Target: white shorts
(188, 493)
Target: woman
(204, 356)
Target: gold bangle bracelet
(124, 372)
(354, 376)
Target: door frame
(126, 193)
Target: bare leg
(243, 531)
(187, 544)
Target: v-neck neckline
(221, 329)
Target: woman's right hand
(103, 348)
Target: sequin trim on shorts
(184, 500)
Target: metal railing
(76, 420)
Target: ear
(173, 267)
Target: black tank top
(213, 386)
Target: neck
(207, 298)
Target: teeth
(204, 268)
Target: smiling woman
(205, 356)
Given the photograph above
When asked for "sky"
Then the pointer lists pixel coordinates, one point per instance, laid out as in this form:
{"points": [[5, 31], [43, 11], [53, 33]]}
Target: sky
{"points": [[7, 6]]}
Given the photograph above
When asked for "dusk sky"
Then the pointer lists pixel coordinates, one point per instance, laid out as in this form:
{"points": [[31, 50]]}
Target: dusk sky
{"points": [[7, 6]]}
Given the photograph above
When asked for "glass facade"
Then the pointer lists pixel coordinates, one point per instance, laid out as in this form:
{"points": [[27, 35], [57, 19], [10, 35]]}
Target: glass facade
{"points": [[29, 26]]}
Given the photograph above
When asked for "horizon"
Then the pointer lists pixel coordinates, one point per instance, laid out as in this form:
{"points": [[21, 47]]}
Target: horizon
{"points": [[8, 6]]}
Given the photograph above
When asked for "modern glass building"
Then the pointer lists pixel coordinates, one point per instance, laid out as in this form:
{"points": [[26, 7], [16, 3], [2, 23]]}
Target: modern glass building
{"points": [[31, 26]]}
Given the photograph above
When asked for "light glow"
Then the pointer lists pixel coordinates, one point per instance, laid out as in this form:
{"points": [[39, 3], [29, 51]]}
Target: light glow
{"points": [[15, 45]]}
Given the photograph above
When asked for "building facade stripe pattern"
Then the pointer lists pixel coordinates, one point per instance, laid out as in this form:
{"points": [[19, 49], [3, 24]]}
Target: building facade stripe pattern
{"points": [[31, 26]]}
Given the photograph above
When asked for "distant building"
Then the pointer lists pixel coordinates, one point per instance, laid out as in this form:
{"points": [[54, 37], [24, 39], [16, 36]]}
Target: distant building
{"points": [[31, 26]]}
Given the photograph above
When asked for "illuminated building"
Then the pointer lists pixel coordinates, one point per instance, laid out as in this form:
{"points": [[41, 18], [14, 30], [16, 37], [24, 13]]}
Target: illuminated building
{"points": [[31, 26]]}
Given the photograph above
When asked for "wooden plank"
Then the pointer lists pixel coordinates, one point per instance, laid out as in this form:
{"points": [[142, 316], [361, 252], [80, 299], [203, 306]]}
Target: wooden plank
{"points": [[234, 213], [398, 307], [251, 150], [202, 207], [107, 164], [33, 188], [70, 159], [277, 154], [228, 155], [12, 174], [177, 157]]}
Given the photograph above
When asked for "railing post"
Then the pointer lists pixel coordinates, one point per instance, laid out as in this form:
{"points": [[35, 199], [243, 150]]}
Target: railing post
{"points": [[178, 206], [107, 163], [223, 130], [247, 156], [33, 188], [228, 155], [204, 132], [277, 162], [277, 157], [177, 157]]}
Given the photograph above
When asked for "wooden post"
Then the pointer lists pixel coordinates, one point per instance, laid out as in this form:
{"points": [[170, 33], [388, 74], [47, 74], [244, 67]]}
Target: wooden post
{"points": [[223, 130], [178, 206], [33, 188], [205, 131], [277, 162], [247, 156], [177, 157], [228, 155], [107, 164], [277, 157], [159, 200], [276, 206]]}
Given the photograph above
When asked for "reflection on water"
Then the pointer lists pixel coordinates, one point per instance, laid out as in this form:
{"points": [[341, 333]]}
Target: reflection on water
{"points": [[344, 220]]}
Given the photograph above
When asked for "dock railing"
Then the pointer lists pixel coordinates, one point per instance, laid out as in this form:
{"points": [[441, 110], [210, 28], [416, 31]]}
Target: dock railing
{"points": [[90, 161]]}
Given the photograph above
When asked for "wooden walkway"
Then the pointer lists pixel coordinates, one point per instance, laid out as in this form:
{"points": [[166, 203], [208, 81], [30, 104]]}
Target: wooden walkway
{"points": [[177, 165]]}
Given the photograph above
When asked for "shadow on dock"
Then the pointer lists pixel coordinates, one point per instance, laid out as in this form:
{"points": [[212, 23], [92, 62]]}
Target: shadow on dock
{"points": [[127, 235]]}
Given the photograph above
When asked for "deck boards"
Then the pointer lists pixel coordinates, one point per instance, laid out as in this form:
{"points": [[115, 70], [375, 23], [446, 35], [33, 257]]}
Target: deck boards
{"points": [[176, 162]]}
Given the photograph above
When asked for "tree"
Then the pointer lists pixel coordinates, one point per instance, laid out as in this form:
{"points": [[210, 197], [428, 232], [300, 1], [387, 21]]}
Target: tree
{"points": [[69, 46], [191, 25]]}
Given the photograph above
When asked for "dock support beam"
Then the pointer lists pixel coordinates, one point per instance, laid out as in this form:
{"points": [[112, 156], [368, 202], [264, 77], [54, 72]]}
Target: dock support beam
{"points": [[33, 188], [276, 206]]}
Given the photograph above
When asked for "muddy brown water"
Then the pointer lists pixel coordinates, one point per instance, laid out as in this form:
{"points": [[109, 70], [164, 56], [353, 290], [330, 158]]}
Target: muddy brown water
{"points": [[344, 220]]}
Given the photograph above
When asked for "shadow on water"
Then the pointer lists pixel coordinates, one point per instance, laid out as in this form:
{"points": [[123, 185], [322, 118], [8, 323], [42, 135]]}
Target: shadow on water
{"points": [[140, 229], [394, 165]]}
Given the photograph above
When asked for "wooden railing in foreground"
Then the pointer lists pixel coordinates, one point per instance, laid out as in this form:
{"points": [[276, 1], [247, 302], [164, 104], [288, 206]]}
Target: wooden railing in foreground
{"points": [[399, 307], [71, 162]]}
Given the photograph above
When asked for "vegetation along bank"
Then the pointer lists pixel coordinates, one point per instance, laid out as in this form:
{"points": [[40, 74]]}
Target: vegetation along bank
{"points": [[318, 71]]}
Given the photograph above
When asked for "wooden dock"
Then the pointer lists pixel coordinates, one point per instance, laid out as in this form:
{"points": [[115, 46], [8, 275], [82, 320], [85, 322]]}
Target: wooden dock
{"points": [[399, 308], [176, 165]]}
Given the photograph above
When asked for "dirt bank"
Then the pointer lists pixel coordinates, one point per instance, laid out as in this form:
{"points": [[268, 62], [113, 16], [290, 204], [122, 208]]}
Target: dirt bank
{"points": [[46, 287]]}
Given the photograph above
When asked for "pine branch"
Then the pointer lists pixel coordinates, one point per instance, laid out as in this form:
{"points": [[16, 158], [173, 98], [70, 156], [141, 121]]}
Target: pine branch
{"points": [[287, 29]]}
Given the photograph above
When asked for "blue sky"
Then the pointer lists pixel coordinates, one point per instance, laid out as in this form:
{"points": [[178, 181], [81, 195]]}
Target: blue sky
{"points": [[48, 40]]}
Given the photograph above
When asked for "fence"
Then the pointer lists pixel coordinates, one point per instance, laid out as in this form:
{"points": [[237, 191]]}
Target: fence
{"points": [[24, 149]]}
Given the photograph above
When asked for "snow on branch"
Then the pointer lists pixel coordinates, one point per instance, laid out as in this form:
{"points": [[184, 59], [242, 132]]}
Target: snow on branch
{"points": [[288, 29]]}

**Work instructions:**
Copy the entries above exactly, leaving none out.

**Answer for the task:**
Target: white shorts
(188, 493)
Target: woman
(204, 356)
Target: gold bangle bracelet
(124, 372)
(354, 376)
Target: door frame
(126, 193)
Target: bare leg
(243, 531)
(187, 544)
Target: v-neck neckline
(221, 329)
Target: woman's right hand
(103, 348)
Target: sequin trim on shorts
(184, 500)
Target: metal railing
(76, 420)
Target: ear
(173, 267)
Target: black tank top
(213, 386)
Target: neck
(207, 298)
Target: teeth
(204, 268)
Target: smiling woman
(205, 356)
Given the photograph above
When asked for "sky"
Then the pointer lists pixel coordinates, one point per instance, laid out as in this form:
{"points": [[5, 31], [43, 11], [53, 33]]}
Target: sky
{"points": [[7, 6]]}
Given the photograph above
When asked for "dusk sky"
Then the pointer lists pixel coordinates, one point per instance, laid out as in this form:
{"points": [[31, 50]]}
Target: dusk sky
{"points": [[7, 6]]}
Given the photograph above
When asked for "glass facade"
Then the pointer lists pixel coordinates, one point per instance, laid out as in this form:
{"points": [[27, 35], [57, 19], [10, 35]]}
Target: glass facade
{"points": [[29, 26]]}
Given the photograph above
When asked for "horizon"
Then the pointer lists pixel coordinates, one point per instance, laid out as in this form:
{"points": [[21, 47]]}
Target: horizon
{"points": [[8, 6]]}
Given the photograph above
When asked for "modern glass building"
Then the pointer lists pixel coordinates, one point per instance, laid out as in this form:
{"points": [[26, 7], [16, 3], [2, 23]]}
Target: modern glass building
{"points": [[31, 26]]}
Given the photograph above
When asked for "light glow"
Then the pointer lists pixel coordinates, one point per instance, laid out as in this form:
{"points": [[39, 3], [29, 51]]}
Target: light glow
{"points": [[15, 45]]}
Given the photograph above
When asked for "building facade stripe pattern"
Then the pointer lists pixel coordinates, one point per instance, laid out as in this form:
{"points": [[19, 49], [3, 24]]}
Target: building facade stripe pattern
{"points": [[31, 26]]}
Given the photograph above
When asked for "distant building"
Then the pointer lists pixel coordinates, one point per instance, laid out as in this form:
{"points": [[54, 37], [24, 39], [16, 36]]}
Target: distant building
{"points": [[31, 26]]}
Given the photograph above
When asked for "illuminated building"
Then the pointer lists pixel coordinates, one point per instance, laid out as in this form:
{"points": [[41, 18], [14, 30], [16, 37], [24, 13]]}
Target: illuminated building
{"points": [[31, 26]]}
Given the photograph above
When asked for "wooden plank"
Then the pointer lists pixel coordinates, one point per instance, laid out as in this form:
{"points": [[142, 316], [361, 252], [80, 299], [203, 306]]}
Target: wooden plank
{"points": [[234, 213], [398, 307], [251, 150], [202, 207], [107, 164], [33, 188], [70, 159], [277, 154], [228, 155], [12, 174], [177, 157]]}
Given the photograph above
When asked for "railing post"
Then the pointer lists pixel coordinates, one point per instance, laid out as in this form:
{"points": [[35, 199], [243, 150]]}
Target: railing post
{"points": [[178, 206], [107, 163], [223, 130], [247, 156], [33, 188], [228, 155], [204, 132], [277, 162], [277, 157], [177, 157]]}
Given the photograph above
When asked for "wooden post"
Then the pointer lists pixel coordinates, one point per instance, laid out as in this form:
{"points": [[170, 33], [388, 74], [47, 74], [244, 67]]}
Target: wooden post
{"points": [[223, 130], [178, 206], [33, 188], [205, 131], [277, 162], [247, 156], [177, 157], [228, 155], [107, 164], [277, 157], [159, 200], [276, 206]]}
Given the photograph above
When asked for "reflection on water"
Then the pointer lists pixel coordinates, one point per instance, laid out as in this form:
{"points": [[341, 333]]}
Target: reflection on water
{"points": [[344, 220]]}
Given the photograph above
When asked for "dock railing"
Then the pointer lists pixel coordinates, one point per instance, laid out as in this form:
{"points": [[441, 110], [210, 28], [416, 31]]}
Target: dock railing
{"points": [[90, 161]]}
Given the photograph above
When asked for "wooden walkway"
Then the pointer lists pixel coordinates, one point per instance, laid out as in this form:
{"points": [[166, 203], [208, 81], [30, 104]]}
Target: wooden walkway
{"points": [[177, 165]]}
Given the photograph above
When asked for "shadow on dock"
Then the pointer lists pixel coordinates, one point per instance, laid out as in this form:
{"points": [[212, 23], [92, 62]]}
Target: shadow on dock
{"points": [[127, 235]]}
Given the photograph above
When asked for "deck boards"
Then the pointer lists pixel coordinates, one point per instance, laid out as in this form:
{"points": [[115, 70], [375, 23], [446, 35], [33, 257]]}
Target: deck boards
{"points": [[176, 162]]}
Given the photograph above
When asked for "tree"
Then the pointer lists pixel coordinates, one point per instance, laid out as in this form:
{"points": [[210, 197], [428, 232], [300, 1], [387, 21]]}
Target: tree
{"points": [[69, 46], [191, 25]]}
Given the photograph above
When asked for "dock support beam"
Then the pointer lists pixel coordinates, one point per instance, laid out as in this form:
{"points": [[112, 156], [368, 202], [264, 77], [54, 72]]}
Target: dock support beam
{"points": [[33, 188], [276, 206]]}
Given the photograph above
When asked for "muddy brown water"
Then the pointer lists pixel coordinates, one point per instance, laid out as in this form:
{"points": [[109, 70], [164, 56], [353, 290], [330, 158]]}
Target: muddy brown water
{"points": [[344, 220]]}
Given the photograph above
When asked for "shadow on water"
Then the pointer lists pixel coordinates, one point per instance, laid out as in this form:
{"points": [[123, 185], [322, 118], [8, 323], [42, 135]]}
Target: shadow on water
{"points": [[140, 229], [394, 165]]}
Given the photograph above
When asked for "wooden railing in foreground"
Then the pointer lists pixel coordinates, one point per instance, laid out as in this form:
{"points": [[276, 1], [247, 302], [164, 104], [288, 206]]}
Target: wooden railing in foreground
{"points": [[399, 307], [71, 162]]}
Given the photograph above
When asked for "vegetation along bank"
Then the pointer lists pixel coordinates, one point per instance, laid out as in this form:
{"points": [[40, 74]]}
Target: vegetation along bank
{"points": [[318, 71]]}
Given the photograph above
When asked for "wooden dock"
Then the pointer lists pixel coordinates, one point per instance, laid out as in this form:
{"points": [[115, 46], [8, 275], [82, 320], [85, 322]]}
Target: wooden dock
{"points": [[399, 308], [176, 165]]}
Given the photograph above
When asked for "dirt bank"
Then the pointer lists pixel coordinates, one point per instance, laid out as in this form:
{"points": [[268, 62], [113, 16], [290, 204], [122, 208]]}
Target: dirt bank
{"points": [[46, 287]]}
Given the photograph above
When asked for "pine branch"
Then the pointer lists pixel coordinates, one point per instance, laid out as in this form:
{"points": [[16, 158], [173, 98], [70, 156], [141, 121]]}
Target: pine branch
{"points": [[287, 29]]}
Given the photograph above
When asked for "blue sky"
Then the pointer lists pixel coordinates, one point per instance, laid out as in this form:
{"points": [[178, 181], [81, 195]]}
Target: blue sky
{"points": [[48, 40]]}
Given the photograph above
When asked for "fence"
Then the pointer lists pixel coordinates, one point per instance, laid out as in this form:
{"points": [[237, 191]]}
Target: fence
{"points": [[24, 149]]}
Given the photograph above
When asked for "snow on branch"
Then the pointer lists pixel coordinates, one point per instance, laid out as in this form:
{"points": [[184, 59], [242, 132]]}
Target: snow on branch
{"points": [[288, 29]]}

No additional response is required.